FRAGMENTO DEL DOCUMENTO =>
━━━━
Caso real, ocurrido en una céntrica parroquia madrileña. Antes de comenzar la misa, el feligrés, veterano en estas lides, se acerca al oficiante para pedirle la recepción de la comunión en la boca. La verdad es que no tenía por qué pedir permiso alguno, dado que comulgar en la boca y de rodillas es el procedimiento aconsejado por los papas -especialmente por Pablo VI- y porque comulgar en la mano es un derecho del feligrés -es el feligrés quien decide- pero nunca un deber.

Pues bien, el mosén se pone farruco y, con desgana manifiesta, le comunica al laico que eso le obligará a él a lavarse las manos después. Pues que se las lave, que es muy higiénico. Además, nuestro hipocondríaco cura le dice que tiene que ponerse el último de la cola y, atención, le amenaza con que si hay más de un feligrés que pretenda ejercer lo que es su derecho, no le dará la comunión en la boca a ninguno.

Pero nuestro hipocondríaco cura va más allá. Cuando llega el momento de la comunión advierte a los feligreses que cuando se acerquen a comulgar deben llevar la mascarilla, también conocida por bozal, puesta en todo momento, no vayan a echarle el aliento, y que luego se retiren, ¡con la Forma en la mano!, y comulguen convenientemente alejados del nuestro higiénico cura.

La norma canónica que me falta por reseñar es que quien comulgue en la mano debe hacerlo delante del sacerdote, no mientras se retira o una vez alejado. ¿Por qué? Pues para evitar profanaciones. La técnica del profanador consiste en acercarse, muy devoto él, a la comunión, tomar la Forma y, en lugar de introducirla en la boca, metérsela en el bolsillo. Recuerden a aquel navarro sacrílego que se hizo famoso tras conseguir robar decenas de formas consagradas: lo hizo con esta sencilla técnica que nuestro mosén aconseja ahora a sus fieles.
━━━━
[Entradas del conjunto de datos]
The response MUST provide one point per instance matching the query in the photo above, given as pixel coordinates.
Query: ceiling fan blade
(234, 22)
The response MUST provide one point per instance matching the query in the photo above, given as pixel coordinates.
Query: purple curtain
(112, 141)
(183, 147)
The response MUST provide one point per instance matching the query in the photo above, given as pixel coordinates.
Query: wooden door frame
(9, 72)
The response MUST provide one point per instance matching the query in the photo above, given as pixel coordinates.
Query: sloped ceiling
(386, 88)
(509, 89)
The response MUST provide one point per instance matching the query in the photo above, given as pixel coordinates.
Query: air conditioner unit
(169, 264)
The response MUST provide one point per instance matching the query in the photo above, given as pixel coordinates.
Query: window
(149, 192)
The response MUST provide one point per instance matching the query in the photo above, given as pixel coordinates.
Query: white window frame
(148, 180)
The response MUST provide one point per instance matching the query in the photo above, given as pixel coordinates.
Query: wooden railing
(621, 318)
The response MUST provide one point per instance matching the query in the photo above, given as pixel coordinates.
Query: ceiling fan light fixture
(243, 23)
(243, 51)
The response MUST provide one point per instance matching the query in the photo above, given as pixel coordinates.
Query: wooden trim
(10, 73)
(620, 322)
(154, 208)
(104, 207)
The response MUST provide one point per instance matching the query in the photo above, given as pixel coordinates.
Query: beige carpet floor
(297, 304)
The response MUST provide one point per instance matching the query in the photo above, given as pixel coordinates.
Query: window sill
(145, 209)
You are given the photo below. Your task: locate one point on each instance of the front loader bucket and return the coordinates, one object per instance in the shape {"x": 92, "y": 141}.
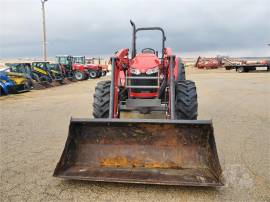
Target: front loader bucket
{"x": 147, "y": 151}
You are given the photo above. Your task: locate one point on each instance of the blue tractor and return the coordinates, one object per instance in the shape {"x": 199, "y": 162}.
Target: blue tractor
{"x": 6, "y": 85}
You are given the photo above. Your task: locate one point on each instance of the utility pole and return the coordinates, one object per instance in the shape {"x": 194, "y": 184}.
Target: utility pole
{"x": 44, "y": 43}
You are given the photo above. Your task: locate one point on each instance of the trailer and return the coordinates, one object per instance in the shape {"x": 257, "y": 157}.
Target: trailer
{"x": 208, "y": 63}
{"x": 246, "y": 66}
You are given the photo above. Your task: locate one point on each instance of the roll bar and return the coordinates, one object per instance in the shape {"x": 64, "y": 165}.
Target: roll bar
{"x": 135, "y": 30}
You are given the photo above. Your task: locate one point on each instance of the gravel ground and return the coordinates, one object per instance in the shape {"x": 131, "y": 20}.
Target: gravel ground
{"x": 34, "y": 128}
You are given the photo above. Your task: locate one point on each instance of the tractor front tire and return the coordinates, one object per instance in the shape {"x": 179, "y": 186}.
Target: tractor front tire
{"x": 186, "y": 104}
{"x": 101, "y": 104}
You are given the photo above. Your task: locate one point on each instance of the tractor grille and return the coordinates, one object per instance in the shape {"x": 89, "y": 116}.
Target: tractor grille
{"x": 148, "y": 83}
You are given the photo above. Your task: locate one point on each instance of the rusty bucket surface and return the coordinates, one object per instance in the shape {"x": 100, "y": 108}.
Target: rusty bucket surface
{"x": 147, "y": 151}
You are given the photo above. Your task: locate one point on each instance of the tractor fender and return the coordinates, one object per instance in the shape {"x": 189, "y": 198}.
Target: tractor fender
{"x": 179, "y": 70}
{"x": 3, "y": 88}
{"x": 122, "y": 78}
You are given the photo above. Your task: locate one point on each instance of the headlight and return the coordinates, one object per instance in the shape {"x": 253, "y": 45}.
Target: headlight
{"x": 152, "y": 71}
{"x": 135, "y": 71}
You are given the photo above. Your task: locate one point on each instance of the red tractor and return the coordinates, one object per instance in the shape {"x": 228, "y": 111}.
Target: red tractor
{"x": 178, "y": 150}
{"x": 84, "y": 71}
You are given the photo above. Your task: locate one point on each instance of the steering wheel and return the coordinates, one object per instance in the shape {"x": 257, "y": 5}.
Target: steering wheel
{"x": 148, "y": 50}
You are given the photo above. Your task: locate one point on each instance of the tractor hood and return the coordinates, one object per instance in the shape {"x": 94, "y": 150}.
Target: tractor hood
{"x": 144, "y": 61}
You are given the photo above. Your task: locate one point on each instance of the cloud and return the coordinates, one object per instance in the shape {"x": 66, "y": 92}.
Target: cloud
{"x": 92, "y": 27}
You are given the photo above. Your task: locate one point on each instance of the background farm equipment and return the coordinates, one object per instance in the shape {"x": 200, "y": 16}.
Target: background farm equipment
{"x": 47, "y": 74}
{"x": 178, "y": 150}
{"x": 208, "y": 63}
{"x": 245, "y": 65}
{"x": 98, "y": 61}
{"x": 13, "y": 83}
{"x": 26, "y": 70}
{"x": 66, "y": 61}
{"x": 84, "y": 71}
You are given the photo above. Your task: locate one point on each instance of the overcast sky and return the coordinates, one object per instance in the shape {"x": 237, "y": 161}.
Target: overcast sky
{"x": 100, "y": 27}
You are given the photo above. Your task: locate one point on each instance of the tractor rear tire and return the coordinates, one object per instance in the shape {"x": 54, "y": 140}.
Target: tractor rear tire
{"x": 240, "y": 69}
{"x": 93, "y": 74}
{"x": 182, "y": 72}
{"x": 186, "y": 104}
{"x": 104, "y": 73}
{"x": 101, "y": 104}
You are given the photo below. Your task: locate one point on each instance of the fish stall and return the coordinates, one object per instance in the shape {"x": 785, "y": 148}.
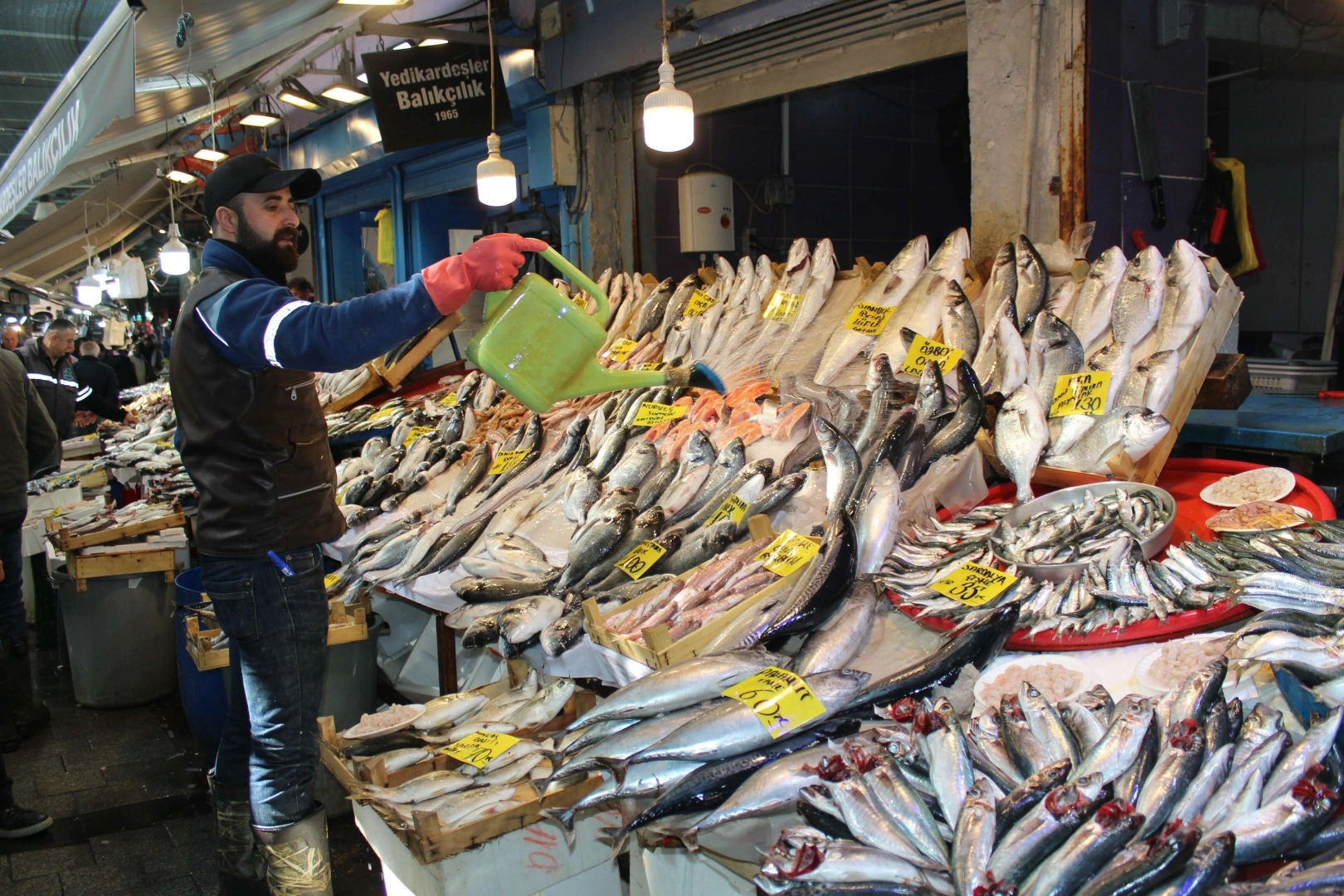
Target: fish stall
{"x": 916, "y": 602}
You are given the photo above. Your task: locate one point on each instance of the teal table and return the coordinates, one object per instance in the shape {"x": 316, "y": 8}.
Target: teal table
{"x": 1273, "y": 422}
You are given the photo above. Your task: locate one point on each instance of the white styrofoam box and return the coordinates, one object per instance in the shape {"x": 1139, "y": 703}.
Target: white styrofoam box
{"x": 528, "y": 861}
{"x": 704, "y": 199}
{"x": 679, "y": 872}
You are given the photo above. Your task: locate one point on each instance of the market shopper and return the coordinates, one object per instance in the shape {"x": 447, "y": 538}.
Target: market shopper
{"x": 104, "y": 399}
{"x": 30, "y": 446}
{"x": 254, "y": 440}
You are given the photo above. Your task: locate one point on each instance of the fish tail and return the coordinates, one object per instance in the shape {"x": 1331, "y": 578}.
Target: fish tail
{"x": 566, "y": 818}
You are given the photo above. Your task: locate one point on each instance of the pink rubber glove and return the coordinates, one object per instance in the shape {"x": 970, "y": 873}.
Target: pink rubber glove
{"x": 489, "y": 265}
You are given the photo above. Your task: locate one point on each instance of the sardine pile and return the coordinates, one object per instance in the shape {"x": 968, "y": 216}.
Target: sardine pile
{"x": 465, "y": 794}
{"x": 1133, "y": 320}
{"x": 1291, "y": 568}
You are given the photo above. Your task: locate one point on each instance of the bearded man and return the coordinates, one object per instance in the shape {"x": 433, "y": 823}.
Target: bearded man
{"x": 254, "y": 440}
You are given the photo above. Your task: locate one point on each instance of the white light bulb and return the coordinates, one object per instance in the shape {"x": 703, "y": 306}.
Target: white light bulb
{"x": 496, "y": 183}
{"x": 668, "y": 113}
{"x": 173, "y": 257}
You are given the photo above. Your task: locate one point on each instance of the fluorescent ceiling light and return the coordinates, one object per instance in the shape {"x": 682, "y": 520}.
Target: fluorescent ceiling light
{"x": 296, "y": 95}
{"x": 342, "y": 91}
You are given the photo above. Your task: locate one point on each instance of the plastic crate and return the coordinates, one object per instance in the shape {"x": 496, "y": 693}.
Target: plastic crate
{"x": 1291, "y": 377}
━━━━
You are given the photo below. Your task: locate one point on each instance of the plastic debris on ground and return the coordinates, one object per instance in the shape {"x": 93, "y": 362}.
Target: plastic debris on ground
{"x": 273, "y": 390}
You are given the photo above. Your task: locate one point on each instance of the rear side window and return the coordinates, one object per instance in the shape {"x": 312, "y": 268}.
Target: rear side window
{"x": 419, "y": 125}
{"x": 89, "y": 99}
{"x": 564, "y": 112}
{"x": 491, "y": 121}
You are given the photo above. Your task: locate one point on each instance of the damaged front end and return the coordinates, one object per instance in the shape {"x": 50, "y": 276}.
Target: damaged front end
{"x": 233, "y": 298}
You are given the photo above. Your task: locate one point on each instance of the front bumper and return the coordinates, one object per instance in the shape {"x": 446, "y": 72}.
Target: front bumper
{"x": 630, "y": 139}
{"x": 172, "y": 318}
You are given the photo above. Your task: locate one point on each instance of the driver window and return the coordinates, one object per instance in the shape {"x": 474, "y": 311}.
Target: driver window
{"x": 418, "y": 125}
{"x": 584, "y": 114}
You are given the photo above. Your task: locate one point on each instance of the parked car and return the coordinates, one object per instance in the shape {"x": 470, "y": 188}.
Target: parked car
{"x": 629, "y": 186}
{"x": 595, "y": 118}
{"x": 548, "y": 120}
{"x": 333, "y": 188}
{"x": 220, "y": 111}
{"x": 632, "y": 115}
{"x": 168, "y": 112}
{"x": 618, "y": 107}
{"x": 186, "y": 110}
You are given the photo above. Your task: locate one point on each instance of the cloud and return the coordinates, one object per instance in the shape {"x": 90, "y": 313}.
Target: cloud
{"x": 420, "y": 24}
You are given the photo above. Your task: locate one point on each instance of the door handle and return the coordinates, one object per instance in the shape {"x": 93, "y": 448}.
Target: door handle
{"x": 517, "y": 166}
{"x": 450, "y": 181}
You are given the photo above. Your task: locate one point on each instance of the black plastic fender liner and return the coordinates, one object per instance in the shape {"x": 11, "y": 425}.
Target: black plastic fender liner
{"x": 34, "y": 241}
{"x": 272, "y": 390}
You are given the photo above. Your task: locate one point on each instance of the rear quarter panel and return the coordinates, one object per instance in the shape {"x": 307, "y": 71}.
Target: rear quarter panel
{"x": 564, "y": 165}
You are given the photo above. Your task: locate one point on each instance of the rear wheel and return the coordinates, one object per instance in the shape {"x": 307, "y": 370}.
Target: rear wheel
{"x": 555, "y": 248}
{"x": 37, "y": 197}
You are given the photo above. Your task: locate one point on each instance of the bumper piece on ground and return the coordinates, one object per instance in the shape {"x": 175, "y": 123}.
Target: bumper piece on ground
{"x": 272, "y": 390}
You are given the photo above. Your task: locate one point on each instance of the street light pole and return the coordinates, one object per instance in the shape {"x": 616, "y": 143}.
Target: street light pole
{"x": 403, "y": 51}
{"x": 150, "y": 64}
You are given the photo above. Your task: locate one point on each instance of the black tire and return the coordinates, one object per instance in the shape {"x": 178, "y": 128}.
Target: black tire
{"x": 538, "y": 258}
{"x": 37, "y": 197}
━━━━
TAREAS POR HACER =>
A - Enumera las instrucciones que, según el relato sobre la parroquia madrileña, el cura da a los feligreses sobre cómo deben comulgar.
B - Prosigue el relato sobre la parroquia madrileña a partir de la última oración de su último párrafo.
Las líneas son un material independiente del relato sobre la parroquia madrileña.

RESPUESTAS =>
A - Quien pida la comunión en la boca debe ponerse el último de la cola. Los feligreses deben llevar la mascarilla puesta en todo momento al acercarse. Deben retirarse con la Forma en la mano. Deben comulgar convenientemente alejados del cura.

B -
Hablemos claro: comulgar en la mano es lo que ha posibilitado que se disparen las profanaciones eucarísticas, todo un signo de nuestro tiempo. La Forma pasa de la mano al bolsillo y luego… imagínense lo peor.

Lo del cura aprehensivo es un peligro y un abuso. Pero lo peor no es que se abuse del feligrés sino que propicie, no ya la profanación, sino, también, la falta de respeto a la Eucaristía, también entre una feligresía que contempla a un hombre pendiente de la salud de su cuerpo más que de la salud de su alma. Eso es lo más grave de todo, porque está olvidando que la mejor vacuna contra el coronavirus es la Eucaristía. O sea, la doble confianza: en Cristo y en nuestro sistema inmunológico, creado por Cristo.

¿Qué confianza en Dios puede tener alguien con exquisita sensibilidad para la salud, sobre todo la propia, pero con muy poca o ninguna sensibilidad para las humillaciones al Santísimo… por razones sanitarias? No me encaja.